▼

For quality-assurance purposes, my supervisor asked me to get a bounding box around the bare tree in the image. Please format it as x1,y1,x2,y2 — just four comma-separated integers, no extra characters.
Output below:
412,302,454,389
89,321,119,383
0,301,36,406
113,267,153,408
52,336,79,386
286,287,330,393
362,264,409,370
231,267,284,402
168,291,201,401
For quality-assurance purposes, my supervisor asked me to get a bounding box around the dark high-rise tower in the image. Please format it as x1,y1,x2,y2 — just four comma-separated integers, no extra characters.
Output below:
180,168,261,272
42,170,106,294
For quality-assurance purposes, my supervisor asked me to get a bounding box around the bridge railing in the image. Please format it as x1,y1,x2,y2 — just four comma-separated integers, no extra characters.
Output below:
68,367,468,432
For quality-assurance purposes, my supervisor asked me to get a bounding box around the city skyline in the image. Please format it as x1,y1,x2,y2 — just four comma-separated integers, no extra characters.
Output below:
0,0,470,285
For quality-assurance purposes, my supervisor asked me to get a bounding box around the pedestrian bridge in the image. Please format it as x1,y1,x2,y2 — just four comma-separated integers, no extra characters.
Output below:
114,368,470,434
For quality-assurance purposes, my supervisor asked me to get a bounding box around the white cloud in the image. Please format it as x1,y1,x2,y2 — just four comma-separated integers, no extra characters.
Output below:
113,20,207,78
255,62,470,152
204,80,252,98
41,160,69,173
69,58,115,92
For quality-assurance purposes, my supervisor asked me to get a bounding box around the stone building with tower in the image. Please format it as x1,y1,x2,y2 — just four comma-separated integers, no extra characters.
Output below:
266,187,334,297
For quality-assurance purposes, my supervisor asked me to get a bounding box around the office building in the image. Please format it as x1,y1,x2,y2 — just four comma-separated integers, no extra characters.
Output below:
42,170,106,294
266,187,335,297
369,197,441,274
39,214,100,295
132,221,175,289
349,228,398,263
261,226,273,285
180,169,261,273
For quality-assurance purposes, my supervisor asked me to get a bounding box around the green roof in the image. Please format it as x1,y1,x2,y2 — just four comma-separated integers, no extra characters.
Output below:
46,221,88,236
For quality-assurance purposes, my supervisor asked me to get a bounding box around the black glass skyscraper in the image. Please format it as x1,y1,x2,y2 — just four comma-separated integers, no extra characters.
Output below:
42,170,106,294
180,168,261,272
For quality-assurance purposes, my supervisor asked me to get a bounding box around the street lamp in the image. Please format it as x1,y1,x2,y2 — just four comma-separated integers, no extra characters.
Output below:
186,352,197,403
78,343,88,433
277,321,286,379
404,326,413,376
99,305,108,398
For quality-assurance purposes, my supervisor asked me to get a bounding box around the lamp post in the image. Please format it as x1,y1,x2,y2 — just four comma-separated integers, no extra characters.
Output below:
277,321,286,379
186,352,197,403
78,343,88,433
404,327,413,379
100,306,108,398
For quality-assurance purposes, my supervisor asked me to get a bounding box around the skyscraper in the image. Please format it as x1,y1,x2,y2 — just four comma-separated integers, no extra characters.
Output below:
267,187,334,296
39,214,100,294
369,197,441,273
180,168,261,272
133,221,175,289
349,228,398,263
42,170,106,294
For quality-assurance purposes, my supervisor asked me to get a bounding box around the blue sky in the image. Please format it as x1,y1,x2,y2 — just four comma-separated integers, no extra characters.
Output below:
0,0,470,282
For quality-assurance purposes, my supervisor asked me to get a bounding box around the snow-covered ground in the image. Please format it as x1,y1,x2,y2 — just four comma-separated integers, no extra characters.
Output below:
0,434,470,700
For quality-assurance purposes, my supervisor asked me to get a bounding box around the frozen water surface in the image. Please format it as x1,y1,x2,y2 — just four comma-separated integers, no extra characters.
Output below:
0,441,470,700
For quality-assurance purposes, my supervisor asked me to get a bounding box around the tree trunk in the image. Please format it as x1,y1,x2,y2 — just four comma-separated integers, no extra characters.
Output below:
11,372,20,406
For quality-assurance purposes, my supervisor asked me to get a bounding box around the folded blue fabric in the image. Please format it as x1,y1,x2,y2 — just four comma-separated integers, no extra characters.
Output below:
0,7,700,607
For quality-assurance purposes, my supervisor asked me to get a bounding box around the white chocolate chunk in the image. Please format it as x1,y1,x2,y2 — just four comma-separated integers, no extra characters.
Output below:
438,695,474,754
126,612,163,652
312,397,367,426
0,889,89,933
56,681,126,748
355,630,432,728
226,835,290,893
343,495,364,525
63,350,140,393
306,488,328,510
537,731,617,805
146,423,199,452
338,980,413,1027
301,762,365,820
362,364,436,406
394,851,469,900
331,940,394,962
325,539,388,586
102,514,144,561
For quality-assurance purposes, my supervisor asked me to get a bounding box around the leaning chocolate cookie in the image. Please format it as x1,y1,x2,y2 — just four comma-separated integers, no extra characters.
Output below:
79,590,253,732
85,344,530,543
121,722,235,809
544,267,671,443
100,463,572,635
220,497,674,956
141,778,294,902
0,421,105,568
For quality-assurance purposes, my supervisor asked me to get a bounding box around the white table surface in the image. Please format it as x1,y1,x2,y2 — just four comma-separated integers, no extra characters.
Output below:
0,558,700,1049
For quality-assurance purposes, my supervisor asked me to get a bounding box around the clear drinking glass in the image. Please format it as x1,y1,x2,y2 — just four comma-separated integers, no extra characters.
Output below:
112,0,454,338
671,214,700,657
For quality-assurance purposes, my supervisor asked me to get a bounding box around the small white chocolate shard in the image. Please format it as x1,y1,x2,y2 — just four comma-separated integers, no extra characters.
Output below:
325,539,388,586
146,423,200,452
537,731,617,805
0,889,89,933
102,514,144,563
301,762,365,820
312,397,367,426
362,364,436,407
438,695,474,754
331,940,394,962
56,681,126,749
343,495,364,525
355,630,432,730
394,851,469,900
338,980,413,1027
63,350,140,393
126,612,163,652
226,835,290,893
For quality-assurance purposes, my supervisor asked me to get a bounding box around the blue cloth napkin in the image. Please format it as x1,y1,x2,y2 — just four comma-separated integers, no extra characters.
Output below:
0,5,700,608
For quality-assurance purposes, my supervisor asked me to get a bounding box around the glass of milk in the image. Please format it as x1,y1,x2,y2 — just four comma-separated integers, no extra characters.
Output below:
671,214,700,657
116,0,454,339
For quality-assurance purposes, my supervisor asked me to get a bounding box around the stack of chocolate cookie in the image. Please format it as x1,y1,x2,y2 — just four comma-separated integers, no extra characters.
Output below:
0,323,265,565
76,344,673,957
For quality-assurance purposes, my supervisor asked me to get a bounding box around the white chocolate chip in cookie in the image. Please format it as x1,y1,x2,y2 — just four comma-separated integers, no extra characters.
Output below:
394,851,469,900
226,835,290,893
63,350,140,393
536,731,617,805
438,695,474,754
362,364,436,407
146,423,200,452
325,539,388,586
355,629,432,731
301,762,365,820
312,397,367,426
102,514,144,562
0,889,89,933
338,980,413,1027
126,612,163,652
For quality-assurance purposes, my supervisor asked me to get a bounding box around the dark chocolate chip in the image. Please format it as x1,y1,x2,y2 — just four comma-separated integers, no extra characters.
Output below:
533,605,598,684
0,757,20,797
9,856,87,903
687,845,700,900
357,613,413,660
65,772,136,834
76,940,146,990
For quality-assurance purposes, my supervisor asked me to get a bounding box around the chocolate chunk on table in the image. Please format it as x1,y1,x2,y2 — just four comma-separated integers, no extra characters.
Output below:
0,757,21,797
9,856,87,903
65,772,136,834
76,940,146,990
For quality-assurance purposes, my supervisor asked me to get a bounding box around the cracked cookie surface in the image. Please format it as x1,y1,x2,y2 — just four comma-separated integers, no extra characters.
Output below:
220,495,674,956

▲

WHAT NEEDS TO BE DONE:
Reproduce everything from the first line of the items down to the line containing "168,291,201,401", including both of those lines.

TASK OUTPUT:
For quality-assurance purposes, my supervisor asked me to get a bounding box around the bare tree in the image. Please format it as x1,y1,x2,y2 — just four comma-separated integers, no extra characters.
Output below:
412,302,454,389
89,321,119,383
0,301,36,406
113,267,153,408
52,336,79,386
286,287,330,393
362,264,409,370
231,267,284,402
168,291,201,401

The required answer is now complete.